Object point labels:
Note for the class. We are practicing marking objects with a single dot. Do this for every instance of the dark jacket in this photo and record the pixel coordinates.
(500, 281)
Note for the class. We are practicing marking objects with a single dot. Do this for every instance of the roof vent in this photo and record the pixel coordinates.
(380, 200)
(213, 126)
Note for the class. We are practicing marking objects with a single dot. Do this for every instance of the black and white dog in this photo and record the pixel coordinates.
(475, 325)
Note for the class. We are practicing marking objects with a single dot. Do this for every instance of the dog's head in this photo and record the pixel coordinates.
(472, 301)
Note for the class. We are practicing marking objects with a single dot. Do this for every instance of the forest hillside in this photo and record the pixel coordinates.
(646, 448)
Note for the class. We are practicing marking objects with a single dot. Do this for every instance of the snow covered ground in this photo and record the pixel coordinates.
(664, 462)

### Problem
Copy the lines from the one containing "of the forest" through the last line of the items, reproducing each one without any change.

### Answer for the task
Note for the class. We are practicing marking objects with a single dot. Do this for every instance of the forest hillside in this photo and record the pixel coordinates.
(646, 448)
Note for the class. We are practicing marking objects with a single dot. Do this for every instance of the snow covered ground in this photo and record the pixel coordinates.
(664, 462)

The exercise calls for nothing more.